## Given instruction
Write out the items from the line holding "wooden folding chair" through the line holding "(282, 98), (342, 214)", inclusive, replacing each "Multiple" with "Several" and leaving everything else unchanged. Give only those lines.

## Record list

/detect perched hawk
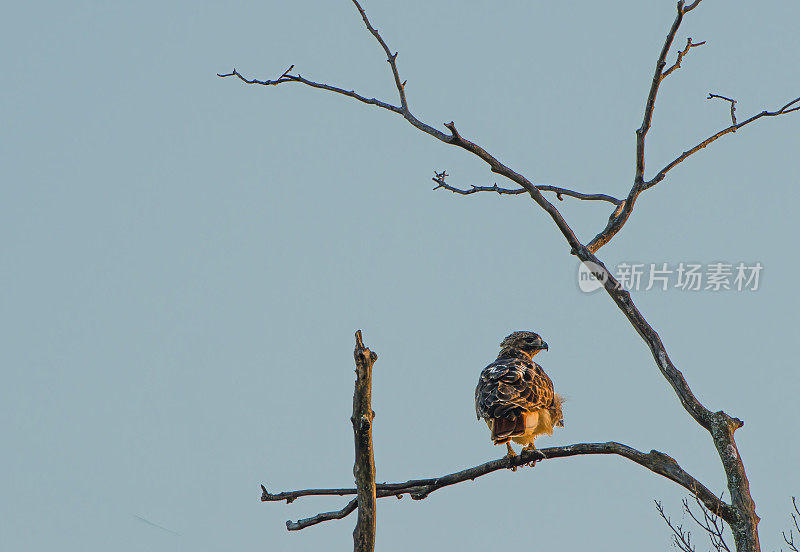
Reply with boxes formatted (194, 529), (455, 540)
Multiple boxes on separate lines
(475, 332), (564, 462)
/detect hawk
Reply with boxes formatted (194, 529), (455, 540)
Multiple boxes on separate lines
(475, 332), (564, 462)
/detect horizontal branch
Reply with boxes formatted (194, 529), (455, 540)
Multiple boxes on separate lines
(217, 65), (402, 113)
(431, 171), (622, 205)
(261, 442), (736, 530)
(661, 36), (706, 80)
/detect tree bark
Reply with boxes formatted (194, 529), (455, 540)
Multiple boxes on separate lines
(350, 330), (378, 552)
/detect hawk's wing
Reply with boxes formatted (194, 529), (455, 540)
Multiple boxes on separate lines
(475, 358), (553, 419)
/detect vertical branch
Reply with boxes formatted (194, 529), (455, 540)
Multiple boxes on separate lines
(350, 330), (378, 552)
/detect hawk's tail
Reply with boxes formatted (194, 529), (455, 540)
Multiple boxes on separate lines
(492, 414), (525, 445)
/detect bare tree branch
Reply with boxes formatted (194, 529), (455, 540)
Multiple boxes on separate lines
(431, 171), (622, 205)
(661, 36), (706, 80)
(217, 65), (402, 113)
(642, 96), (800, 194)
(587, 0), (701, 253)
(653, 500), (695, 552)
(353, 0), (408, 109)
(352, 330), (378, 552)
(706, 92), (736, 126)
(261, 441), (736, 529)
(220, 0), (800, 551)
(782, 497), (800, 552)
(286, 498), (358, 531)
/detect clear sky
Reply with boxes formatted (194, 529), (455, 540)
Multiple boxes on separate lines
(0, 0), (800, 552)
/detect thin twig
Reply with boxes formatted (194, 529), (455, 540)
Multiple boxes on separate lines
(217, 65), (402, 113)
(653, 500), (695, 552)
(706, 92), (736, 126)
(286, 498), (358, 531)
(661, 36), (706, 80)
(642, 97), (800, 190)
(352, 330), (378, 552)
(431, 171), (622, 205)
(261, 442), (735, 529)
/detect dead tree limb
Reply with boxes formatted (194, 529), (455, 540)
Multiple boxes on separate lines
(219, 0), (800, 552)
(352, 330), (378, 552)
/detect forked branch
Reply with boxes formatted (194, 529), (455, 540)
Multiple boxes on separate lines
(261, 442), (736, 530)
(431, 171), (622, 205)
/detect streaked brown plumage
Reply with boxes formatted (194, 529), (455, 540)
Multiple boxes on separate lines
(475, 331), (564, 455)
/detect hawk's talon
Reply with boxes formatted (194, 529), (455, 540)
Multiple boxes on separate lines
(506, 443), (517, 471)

---

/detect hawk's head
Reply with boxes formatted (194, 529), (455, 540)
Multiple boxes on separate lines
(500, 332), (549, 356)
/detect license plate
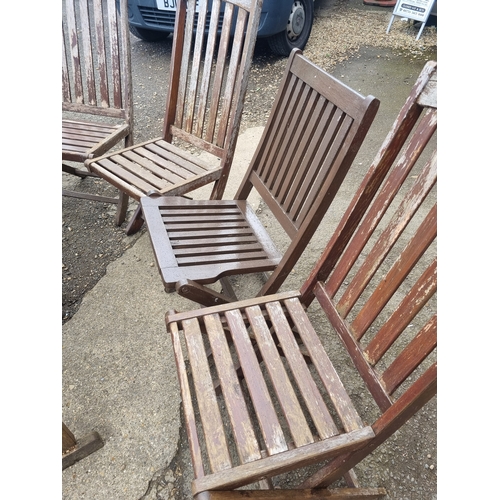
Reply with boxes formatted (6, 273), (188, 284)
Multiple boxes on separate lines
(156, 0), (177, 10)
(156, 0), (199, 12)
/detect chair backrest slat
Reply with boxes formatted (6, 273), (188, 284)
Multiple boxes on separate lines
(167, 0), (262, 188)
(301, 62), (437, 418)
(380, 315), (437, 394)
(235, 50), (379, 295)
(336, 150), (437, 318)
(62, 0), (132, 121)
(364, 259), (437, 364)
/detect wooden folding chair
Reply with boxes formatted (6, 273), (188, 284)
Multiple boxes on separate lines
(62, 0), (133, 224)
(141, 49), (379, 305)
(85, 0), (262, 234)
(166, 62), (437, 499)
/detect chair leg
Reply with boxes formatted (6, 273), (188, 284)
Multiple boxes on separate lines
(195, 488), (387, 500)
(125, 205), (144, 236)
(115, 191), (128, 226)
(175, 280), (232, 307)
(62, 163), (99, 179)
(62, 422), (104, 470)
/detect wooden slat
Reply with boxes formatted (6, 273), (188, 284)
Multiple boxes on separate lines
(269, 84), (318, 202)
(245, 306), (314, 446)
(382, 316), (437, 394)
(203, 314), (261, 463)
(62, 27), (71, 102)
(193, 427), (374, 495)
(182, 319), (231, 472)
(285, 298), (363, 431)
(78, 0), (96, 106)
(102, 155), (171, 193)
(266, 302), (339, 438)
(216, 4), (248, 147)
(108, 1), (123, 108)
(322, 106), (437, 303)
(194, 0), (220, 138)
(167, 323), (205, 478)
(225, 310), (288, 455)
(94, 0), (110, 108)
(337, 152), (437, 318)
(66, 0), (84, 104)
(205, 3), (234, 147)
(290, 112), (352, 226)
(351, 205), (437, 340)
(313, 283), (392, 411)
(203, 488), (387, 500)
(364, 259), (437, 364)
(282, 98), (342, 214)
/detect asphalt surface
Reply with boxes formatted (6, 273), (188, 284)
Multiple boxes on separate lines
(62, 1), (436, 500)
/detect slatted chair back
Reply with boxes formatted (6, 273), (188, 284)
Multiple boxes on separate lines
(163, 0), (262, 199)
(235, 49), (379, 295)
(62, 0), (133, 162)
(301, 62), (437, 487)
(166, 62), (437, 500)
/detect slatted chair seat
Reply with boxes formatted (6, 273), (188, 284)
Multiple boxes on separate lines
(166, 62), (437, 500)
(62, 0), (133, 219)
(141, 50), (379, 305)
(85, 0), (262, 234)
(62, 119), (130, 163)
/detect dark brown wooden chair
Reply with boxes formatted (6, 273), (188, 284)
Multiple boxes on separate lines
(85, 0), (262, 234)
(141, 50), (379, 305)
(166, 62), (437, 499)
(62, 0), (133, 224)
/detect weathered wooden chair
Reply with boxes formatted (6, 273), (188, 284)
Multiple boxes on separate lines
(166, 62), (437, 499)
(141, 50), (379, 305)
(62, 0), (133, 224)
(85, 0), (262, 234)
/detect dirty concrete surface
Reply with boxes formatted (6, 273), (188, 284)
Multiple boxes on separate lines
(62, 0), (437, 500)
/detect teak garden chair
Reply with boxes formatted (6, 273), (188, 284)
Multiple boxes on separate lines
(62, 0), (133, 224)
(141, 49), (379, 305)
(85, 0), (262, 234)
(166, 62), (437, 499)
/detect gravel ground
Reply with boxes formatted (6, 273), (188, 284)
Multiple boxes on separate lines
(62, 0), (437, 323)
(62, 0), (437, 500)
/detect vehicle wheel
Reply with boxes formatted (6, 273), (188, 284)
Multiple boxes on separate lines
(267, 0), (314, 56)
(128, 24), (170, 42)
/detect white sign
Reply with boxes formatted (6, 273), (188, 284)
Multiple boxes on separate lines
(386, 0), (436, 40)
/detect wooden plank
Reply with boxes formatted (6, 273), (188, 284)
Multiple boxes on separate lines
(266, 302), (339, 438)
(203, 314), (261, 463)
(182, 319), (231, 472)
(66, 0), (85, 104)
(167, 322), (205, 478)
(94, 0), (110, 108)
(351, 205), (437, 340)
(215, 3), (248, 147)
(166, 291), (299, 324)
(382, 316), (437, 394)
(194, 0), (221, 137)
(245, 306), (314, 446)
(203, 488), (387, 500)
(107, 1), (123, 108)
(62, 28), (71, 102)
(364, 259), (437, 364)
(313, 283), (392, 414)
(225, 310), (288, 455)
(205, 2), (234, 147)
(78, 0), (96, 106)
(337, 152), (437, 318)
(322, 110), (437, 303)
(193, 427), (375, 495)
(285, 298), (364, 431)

---

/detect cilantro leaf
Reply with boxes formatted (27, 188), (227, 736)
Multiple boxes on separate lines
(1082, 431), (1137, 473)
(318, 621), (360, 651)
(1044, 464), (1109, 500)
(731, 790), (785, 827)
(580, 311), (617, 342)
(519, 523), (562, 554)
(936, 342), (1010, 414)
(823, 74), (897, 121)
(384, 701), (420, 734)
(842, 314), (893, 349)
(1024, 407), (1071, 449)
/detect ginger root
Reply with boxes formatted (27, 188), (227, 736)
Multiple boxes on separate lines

## Result
/detect wooden folding chair
Reply with boxes formatted (6, 273), (188, 284)
Several boxes on separate lines
(62, 0), (133, 224)
(141, 49), (379, 305)
(85, 0), (262, 234)
(166, 62), (437, 499)
/detect chair leg
Reply with boxes formatted (6, 273), (188, 284)
Several boxes on separate lines
(195, 488), (387, 500)
(125, 205), (144, 236)
(115, 191), (128, 226)
(175, 280), (232, 307)
(62, 163), (99, 179)
(62, 422), (104, 470)
/detect wooden slat
Reply with boxes formatted (6, 273), (188, 284)
Several boxes on separate lines
(269, 84), (318, 202)
(245, 306), (314, 446)
(382, 316), (437, 394)
(203, 314), (261, 463)
(62, 27), (71, 102)
(193, 427), (374, 495)
(182, 319), (231, 472)
(285, 298), (363, 431)
(78, 0), (96, 106)
(102, 155), (171, 193)
(266, 302), (339, 438)
(216, 4), (248, 147)
(108, 1), (123, 108)
(322, 106), (437, 303)
(194, 0), (220, 138)
(167, 323), (205, 478)
(225, 310), (288, 455)
(94, 0), (110, 108)
(337, 152), (437, 318)
(66, 0), (84, 104)
(205, 3), (234, 147)
(290, 112), (352, 226)
(351, 205), (437, 340)
(313, 283), (392, 411)
(203, 488), (387, 500)
(364, 259), (437, 364)
(282, 98), (342, 214)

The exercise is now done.